Brief: Every record below should be printed exactly, except for the pictures.
+++ Working data
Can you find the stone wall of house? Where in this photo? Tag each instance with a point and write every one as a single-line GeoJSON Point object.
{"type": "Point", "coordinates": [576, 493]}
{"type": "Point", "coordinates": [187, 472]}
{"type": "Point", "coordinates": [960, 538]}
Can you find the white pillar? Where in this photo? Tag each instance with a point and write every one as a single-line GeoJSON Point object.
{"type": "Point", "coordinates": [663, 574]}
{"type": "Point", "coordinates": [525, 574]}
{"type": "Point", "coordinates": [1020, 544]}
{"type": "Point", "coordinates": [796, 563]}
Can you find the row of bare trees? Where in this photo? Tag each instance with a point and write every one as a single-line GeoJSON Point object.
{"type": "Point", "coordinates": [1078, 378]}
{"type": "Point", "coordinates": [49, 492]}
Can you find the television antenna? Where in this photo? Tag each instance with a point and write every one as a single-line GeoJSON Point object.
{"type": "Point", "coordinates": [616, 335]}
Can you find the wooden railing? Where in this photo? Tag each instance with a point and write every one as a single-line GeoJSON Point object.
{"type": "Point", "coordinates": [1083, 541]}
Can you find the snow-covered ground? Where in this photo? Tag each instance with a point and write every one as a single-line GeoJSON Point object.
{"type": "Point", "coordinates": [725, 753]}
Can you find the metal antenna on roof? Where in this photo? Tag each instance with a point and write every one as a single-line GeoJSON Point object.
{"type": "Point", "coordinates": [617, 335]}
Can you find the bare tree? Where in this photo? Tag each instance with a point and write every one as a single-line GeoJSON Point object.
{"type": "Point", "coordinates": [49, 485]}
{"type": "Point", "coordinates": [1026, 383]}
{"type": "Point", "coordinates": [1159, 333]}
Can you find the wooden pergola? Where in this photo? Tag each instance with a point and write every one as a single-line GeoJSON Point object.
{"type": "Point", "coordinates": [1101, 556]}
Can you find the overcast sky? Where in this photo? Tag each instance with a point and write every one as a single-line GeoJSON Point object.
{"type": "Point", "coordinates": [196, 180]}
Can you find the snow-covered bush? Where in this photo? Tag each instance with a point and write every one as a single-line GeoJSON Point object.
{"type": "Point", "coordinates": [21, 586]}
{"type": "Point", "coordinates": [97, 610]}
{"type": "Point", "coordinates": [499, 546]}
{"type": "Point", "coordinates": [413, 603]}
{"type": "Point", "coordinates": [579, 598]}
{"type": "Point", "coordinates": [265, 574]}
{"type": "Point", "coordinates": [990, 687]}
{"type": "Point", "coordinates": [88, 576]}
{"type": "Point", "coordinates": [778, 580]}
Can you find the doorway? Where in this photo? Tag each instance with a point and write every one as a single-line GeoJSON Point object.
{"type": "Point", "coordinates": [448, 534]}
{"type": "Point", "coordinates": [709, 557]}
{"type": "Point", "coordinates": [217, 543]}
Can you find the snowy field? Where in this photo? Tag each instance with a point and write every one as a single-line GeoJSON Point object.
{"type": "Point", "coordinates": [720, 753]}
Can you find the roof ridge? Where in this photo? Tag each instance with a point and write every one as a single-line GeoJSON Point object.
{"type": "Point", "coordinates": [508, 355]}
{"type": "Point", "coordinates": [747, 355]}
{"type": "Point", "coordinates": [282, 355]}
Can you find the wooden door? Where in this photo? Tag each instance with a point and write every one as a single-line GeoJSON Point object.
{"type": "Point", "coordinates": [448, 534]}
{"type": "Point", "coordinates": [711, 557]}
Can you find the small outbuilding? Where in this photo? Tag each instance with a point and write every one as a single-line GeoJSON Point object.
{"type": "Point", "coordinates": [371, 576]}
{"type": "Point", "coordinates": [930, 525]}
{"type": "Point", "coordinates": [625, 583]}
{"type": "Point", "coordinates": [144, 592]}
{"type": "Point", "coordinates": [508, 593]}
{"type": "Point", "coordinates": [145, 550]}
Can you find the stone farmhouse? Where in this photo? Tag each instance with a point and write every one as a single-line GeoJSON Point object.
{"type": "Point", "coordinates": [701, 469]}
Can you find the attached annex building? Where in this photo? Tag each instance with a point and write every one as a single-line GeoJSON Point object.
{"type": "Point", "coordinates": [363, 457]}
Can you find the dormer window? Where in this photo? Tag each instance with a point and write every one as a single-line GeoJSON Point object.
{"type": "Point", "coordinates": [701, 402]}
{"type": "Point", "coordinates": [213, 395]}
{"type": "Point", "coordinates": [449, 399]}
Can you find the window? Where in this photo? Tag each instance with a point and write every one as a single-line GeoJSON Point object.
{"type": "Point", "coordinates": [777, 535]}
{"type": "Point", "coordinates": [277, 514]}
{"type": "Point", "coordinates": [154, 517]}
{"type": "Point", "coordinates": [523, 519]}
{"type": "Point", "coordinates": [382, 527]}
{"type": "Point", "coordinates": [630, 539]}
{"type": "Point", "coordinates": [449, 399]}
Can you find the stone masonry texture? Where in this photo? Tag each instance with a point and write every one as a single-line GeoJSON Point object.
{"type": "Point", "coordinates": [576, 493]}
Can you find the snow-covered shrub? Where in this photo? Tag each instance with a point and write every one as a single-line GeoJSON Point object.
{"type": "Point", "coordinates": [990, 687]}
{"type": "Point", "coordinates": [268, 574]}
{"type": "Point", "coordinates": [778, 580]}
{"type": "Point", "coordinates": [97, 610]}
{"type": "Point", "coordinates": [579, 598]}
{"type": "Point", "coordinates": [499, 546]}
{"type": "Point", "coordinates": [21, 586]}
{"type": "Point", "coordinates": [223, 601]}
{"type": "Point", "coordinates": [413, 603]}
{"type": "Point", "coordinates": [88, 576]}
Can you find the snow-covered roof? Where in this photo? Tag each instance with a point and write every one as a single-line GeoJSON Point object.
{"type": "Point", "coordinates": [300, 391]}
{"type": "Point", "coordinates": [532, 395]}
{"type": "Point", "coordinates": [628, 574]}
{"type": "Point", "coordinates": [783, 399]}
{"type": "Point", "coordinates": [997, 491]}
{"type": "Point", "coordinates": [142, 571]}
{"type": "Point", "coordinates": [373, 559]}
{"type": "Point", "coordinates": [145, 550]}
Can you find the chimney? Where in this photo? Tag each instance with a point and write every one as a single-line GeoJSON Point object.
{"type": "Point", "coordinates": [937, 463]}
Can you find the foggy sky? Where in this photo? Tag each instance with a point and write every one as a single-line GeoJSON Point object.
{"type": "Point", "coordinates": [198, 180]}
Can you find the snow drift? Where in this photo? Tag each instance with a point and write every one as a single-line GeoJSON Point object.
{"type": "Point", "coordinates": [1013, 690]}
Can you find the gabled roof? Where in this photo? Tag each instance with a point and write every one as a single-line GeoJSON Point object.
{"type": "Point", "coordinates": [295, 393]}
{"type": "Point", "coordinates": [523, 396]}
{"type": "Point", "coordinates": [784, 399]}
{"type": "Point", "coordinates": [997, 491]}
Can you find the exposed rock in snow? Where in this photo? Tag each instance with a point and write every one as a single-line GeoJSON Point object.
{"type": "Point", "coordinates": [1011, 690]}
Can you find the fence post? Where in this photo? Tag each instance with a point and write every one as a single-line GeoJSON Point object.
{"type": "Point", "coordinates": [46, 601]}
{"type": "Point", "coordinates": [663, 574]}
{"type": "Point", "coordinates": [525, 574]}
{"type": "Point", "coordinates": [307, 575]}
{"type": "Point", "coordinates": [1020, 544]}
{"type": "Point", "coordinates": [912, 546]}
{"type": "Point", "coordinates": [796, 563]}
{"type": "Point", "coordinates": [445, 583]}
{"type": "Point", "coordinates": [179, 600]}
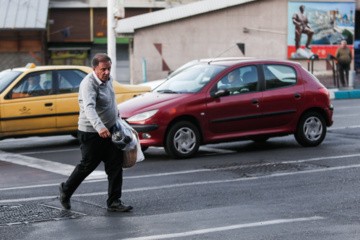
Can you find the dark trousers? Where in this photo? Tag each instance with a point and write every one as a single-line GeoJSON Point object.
{"type": "Point", "coordinates": [95, 149]}
{"type": "Point", "coordinates": [344, 68]}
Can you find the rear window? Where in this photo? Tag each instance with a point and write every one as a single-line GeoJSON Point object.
++++++
Task solution:
Can you find the stone wall of house? Where in this photo? Tag each instance with a point and write every one as a single-line GeoJSON Point object.
{"type": "Point", "coordinates": [576, 493]}
{"type": "Point", "coordinates": [187, 472]}
{"type": "Point", "coordinates": [960, 538]}
Can you find the white pillar? Where in this photo? Tag each instance with a point and write every one as a single-line GeoJSON Point object.
{"type": "Point", "coordinates": [663, 574]}
{"type": "Point", "coordinates": [525, 574]}
{"type": "Point", "coordinates": [1020, 544]}
{"type": "Point", "coordinates": [796, 563]}
Can you find the row of bare trees? Where in this photo? Tag each instance with a point and write every one as a single-line GeoJSON Point object.
{"type": "Point", "coordinates": [1078, 378]}
{"type": "Point", "coordinates": [49, 492]}
Can you find the television antenna? Where in this photo? Tag each instance with a point and write every one as a single-line GeoJSON Point object.
{"type": "Point", "coordinates": [616, 335]}
Can you find the wooden railing? Where in this photo? Tag each instance with a point and write every one as a single-line GeoJSON Point object.
{"type": "Point", "coordinates": [1083, 541]}
Can you find the snow-covered ground? Where in this photo? Tag each instance with a point and write every one as a single-line GeoJSON Point object.
{"type": "Point", "coordinates": [725, 753]}
Can you find the metal antenna on roof? Where in this photo? Tag each instance with a point and write every one as a single-line GeoJSON Point object.
{"type": "Point", "coordinates": [617, 335]}
Can you find the bare tree? Where in this photo? Tag each instance with a point and write every one as a single-line GeoJSON Point object.
{"type": "Point", "coordinates": [49, 485]}
{"type": "Point", "coordinates": [1026, 383]}
{"type": "Point", "coordinates": [1159, 333]}
Can you find the wooden pergola? Where in this photo? Tag each instance with a point and write every one as a single-line GeoJSON Point object.
{"type": "Point", "coordinates": [1101, 556]}
Can you find the overcast sky? Where in this photo? Tag each instance with a point and write every one as a single-line GeoJSON Point object.
{"type": "Point", "coordinates": [196, 180]}
Can you find the snow-covered bush? Where in this photo? Tag each instance with a point and write every one as a single-line GeoJSON Point object.
{"type": "Point", "coordinates": [21, 586]}
{"type": "Point", "coordinates": [97, 610]}
{"type": "Point", "coordinates": [499, 546]}
{"type": "Point", "coordinates": [413, 603]}
{"type": "Point", "coordinates": [579, 598]}
{"type": "Point", "coordinates": [265, 574]}
{"type": "Point", "coordinates": [990, 687]}
{"type": "Point", "coordinates": [88, 576]}
{"type": "Point", "coordinates": [778, 580]}
Can you find the doorway? Where in this photo? Tag each instance with a point and write every one as a single-line GeoJSON Point object.
{"type": "Point", "coordinates": [448, 534]}
{"type": "Point", "coordinates": [709, 557]}
{"type": "Point", "coordinates": [217, 543]}
Can you find the snowy field? Where in this photo? Tag each instance with a point and write every one as a single-line GeoJSON Point object.
{"type": "Point", "coordinates": [720, 753]}
Can you find the roof ridge? Where in this photo? Tag each instance with a point and write every one as a single-line GeoJSON Point object.
{"type": "Point", "coordinates": [508, 355]}
{"type": "Point", "coordinates": [747, 355]}
{"type": "Point", "coordinates": [282, 355]}
Can you find the wooden door? Where in this photo? Tag each instance with a point and write every one as a single-line GeoJSON Point object.
{"type": "Point", "coordinates": [448, 534]}
{"type": "Point", "coordinates": [711, 557]}
Can you find the small outbuilding? Where in this photo? Tag each instance with a point and write every one as a single-line GeoJSON Point object.
{"type": "Point", "coordinates": [371, 576]}
{"type": "Point", "coordinates": [930, 525]}
{"type": "Point", "coordinates": [625, 583]}
{"type": "Point", "coordinates": [144, 592]}
{"type": "Point", "coordinates": [508, 593]}
{"type": "Point", "coordinates": [145, 550]}
Can you find the stone farmhouse? Where in this photo? Tag each instance with a point and write every one as a single-line GeoJSON Point object.
{"type": "Point", "coordinates": [701, 469]}
Can you find the attached annex building? Where in this photo? Tag each instance with a point and write every one as a single-line GeoJSON Point object.
{"type": "Point", "coordinates": [363, 457]}
Can you find the dormer window? Where in this photo? Tag each instance with a point and write every one as a single-line GeoJSON Point object.
{"type": "Point", "coordinates": [701, 402]}
{"type": "Point", "coordinates": [213, 395]}
{"type": "Point", "coordinates": [449, 399]}
Can you find the window? Where in this photo? Tag each instance with a point and write every one as a single-line GeoJSON Point object.
{"type": "Point", "coordinates": [777, 535]}
{"type": "Point", "coordinates": [277, 514]}
{"type": "Point", "coordinates": [154, 517]}
{"type": "Point", "coordinates": [523, 519]}
{"type": "Point", "coordinates": [382, 527]}
{"type": "Point", "coordinates": [630, 539]}
{"type": "Point", "coordinates": [449, 399]}
Can you find the stone masonry texture? Where in this photo? Tag each instance with a point and write every one as a single-line GeoJSON Point object.
{"type": "Point", "coordinates": [576, 493]}
Can you find the snow-covered shrub? Where in this photo? Tag each instance with a point and write every one as a single-line GeoJSON Point object.
{"type": "Point", "coordinates": [990, 687]}
{"type": "Point", "coordinates": [268, 574]}
{"type": "Point", "coordinates": [778, 580]}
{"type": "Point", "coordinates": [97, 610]}
{"type": "Point", "coordinates": [579, 598]}
{"type": "Point", "coordinates": [499, 546]}
{"type": "Point", "coordinates": [21, 586]}
{"type": "Point", "coordinates": [223, 601]}
{"type": "Point", "coordinates": [413, 603]}
{"type": "Point", "coordinates": [88, 576]}
Can you find the snow-covered roof? Where in this photo? Tag each instance with a point and write every one as a single-line GeoJSON Point object.
{"type": "Point", "coordinates": [300, 391]}
{"type": "Point", "coordinates": [532, 395]}
{"type": "Point", "coordinates": [628, 574]}
{"type": "Point", "coordinates": [783, 399]}
{"type": "Point", "coordinates": [997, 491]}
{"type": "Point", "coordinates": [142, 571]}
{"type": "Point", "coordinates": [373, 559]}
{"type": "Point", "coordinates": [145, 550]}
Can you find the chimney? Where in this photo? Tag each instance with a point and write every one as a single-line GeoJSON Point object.
{"type": "Point", "coordinates": [937, 463]}
Can you find the foggy sky? Where in this photo? Tag each instance with a point and write every one as a single-line GeoJSON Point object.
{"type": "Point", "coordinates": [198, 180]}
Can you find the snow drift? Where in this photo? Tag each instance with a point and write every one as a single-line GeoJSON Point object.
{"type": "Point", "coordinates": [1013, 690]}
Can you find the gabled roof? Where in this photo? Tag each instance with a point and write every one as a single-line GeoJSON Point object.
{"type": "Point", "coordinates": [295, 393]}
{"type": "Point", "coordinates": [523, 396]}
{"type": "Point", "coordinates": [784, 399]}
{"type": "Point", "coordinates": [997, 491]}
Can you find the exposed rock in snow? Where in this photo? Tag each instance with a point and write every one as a single-line GeoJSON Point object.
{"type": "Point", "coordinates": [1011, 690]}
Can you find the fence post? Where in this photo? Tag each instance with a point and write every one as a single-line GeoJSON Point object.
{"type": "Point", "coordinates": [46, 601]}
{"type": "Point", "coordinates": [663, 574]}
{"type": "Point", "coordinates": [525, 574]}
{"type": "Point", "coordinates": [307, 575]}
{"type": "Point", "coordinates": [1020, 544]}
{"type": "Point", "coordinates": [912, 546]}
{"type": "Point", "coordinates": [796, 563]}
{"type": "Point", "coordinates": [445, 583]}
{"type": "Point", "coordinates": [179, 600]}
Can you find the dark trousers? Where in this photo? Tag each instance with a point and write every one as a single-line GeoJSON Point object.
{"type": "Point", "coordinates": [95, 149]}
{"type": "Point", "coordinates": [344, 68]}
Can you find the rear window? Where in this photo? Tag each instance with a point and write every one as a single-line GeoJSON Point object.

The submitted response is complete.